[Start EXTRACT TO READ]

NFS hangs (7.3)

Kostik Belousov kostikbel at gmail.com
Thu Nov 18 12:54:27 UTC 2010


On Thu, Nov 18, 2010 at 07:49:41AM -0500, Rick Macklem wrote:
> > I've got a problem on a server farm. Every now and then,
> > some NFS mounts hang. This happens after a few days or
> > after a few weeks. All processes trying to access files
> > from the hanging mount go to state "D" and freeze. The
> > only way to resolve the problem is to reboot the server.
> > 
> > "umount -f" als hangs and does not remove the hanging
> > mount (even though it disappears from the output of the
> > mount(8) command).
> > 
> > Here's one example from an attempt to run df(1) which
> > also hangs:
> > 
> > ps -uww:
> > USER PID %CPU %MEM VSZ RSS TT STAT STARTED TIME COMMAND
> > root 61930 0.0 0.0 5728 1280 p4- D 5:15PM 0:00.01 /bin/df
> > 
> > ps -lww:
> > UID PID PPID CPU PRI NI VSZ RSS MWCHAN STAT TT TIME COMMAND
> > 0 61930 1 0 -4 0 5728 1280 nfs D p4- 0:00.01 /bin/df
> > 
> It would appear that the root vnode for the client mount
> point is locked for some reason. Here are a couple of possible
> explanations:
> 1 - An infrequently executed code path doesn't VOP_UNLOCK()/vput()
>     as it should. This seems relatively unlikely, since others are
>     using the client without difficulties, but it might be an error
>     case that only shows up for your environment.
> 2 - Another thread is holding the lock while stuck waiting for something
>     else. The most obvious "something else" would be an RPC reply from
>     the server. (A locking deadlock as mentioned below w.r.t. the spawning
>     of new nfsiod threads, could be another?)

[End EXTRACT TO READ]

WORK INSTRUCTIONS:
In the NFS hangs thread, what is the only way to resolve a hung mount?

[Start EXTRACTED ENTRIES]

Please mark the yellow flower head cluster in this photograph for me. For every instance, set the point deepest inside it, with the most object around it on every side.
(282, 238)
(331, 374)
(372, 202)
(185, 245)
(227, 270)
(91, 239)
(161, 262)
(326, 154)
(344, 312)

[End EXTRACTED ENTRIES]

SOLUTION FOR THIS TASK:
Reboot the server.